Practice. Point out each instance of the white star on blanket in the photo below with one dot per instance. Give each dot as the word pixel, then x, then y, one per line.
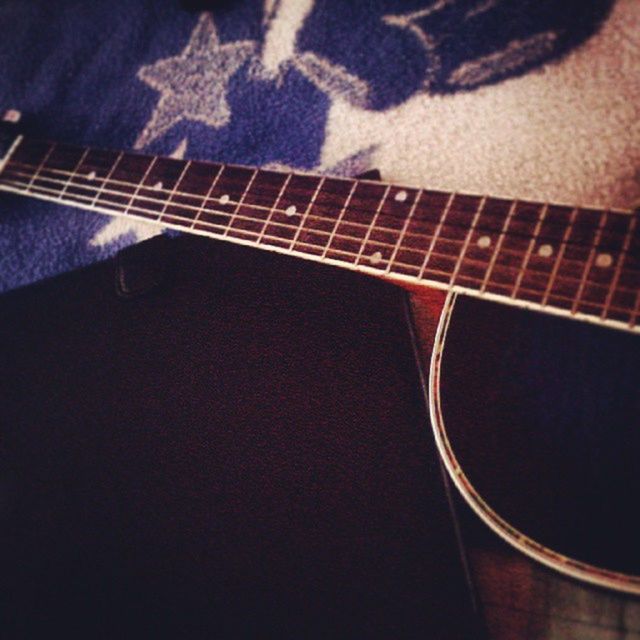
pixel 193 85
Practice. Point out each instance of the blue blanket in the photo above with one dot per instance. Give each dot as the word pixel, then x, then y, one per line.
pixel 258 83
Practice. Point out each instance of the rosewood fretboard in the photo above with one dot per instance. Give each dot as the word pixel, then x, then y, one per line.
pixel 579 262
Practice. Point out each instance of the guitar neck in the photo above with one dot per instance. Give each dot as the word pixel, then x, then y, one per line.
pixel 575 261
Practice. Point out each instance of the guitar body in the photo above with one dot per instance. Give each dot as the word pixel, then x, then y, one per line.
pixel 536 419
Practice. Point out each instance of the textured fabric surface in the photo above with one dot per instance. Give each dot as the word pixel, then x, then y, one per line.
pixel 525 98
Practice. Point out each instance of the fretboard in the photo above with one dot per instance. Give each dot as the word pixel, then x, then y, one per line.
pixel 576 261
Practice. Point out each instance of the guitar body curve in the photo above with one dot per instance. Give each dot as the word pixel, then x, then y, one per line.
pixel 536 420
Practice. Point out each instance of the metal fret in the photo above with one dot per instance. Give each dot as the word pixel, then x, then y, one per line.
pixel 467 239
pixel 532 244
pixel 436 235
pixel 275 206
pixel 73 174
pixel 558 260
pixel 618 271
pixel 201 208
pixel 403 232
pixel 173 191
pixel 240 201
pixel 139 186
pixel 106 179
pixel 12 149
pixel 589 263
pixel 371 225
pixel 40 167
pixel 306 214
pixel 636 310
pixel 496 251
pixel 340 216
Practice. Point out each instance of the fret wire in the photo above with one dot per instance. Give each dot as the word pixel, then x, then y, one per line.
pixel 589 263
pixel 201 209
pixel 467 240
pixel 430 270
pixel 496 251
pixel 636 309
pixel 136 191
pixel 339 219
pixel 436 233
pixel 10 153
pixel 306 214
pixel 154 200
pixel 108 176
pixel 41 165
pixel 79 200
pixel 616 275
pixel 558 260
pixel 274 208
pixel 240 202
pixel 196 196
pixel 370 226
pixel 404 230
pixel 173 191
pixel 67 184
pixel 541 217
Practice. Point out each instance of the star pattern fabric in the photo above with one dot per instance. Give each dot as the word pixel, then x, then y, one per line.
pixel 193 85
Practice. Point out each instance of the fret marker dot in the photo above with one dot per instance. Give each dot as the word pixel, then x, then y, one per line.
pixel 604 260
pixel 545 250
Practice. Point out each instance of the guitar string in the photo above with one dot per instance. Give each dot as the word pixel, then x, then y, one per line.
pixel 415 234
pixel 121 208
pixel 422 236
pixel 382 184
pixel 430 210
pixel 431 271
pixel 381 244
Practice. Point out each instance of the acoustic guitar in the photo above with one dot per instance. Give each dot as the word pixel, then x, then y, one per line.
pixel 525 313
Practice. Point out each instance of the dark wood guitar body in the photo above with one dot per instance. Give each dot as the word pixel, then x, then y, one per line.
pixel 540 419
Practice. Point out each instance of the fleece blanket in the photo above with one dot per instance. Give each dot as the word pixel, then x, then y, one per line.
pixel 535 99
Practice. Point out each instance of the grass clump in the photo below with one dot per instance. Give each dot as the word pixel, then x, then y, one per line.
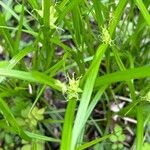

» **Set exercise**
Could you rescale the stretch of rows from the one containing "Practice. Point out each instance of the rosewood" through the one containing "pixel 525 98", both included, and give back only those rows, each in full with its wording unchanged? Multiply every pixel coordinate by 1.9 and round to whole numbers, with halves rounding up.

» **Full output**
Practice. Point out each instance of the rosewood fretboard in the photo above with one dot per instance. Give each dot as the word pixel, then x, then y, one per line.
pixel 1100 498
Practice. Point out each instance of the guitar neck in the photo above with one dot per instance. Give each dot as the word pixel, then x, then y, one per line.
pixel 1093 496
Practice. Point out each instance of the guitar body in the photo above with one dot per instance. Give each dot as the word pixel, then x, then y, one per line.
pixel 1018 796
Practice. Point out each instance of the textured fabric surface in the photo above with one dot per instance. Give each dot as the word pixel, then x, then y, one per line.
pixel 998 186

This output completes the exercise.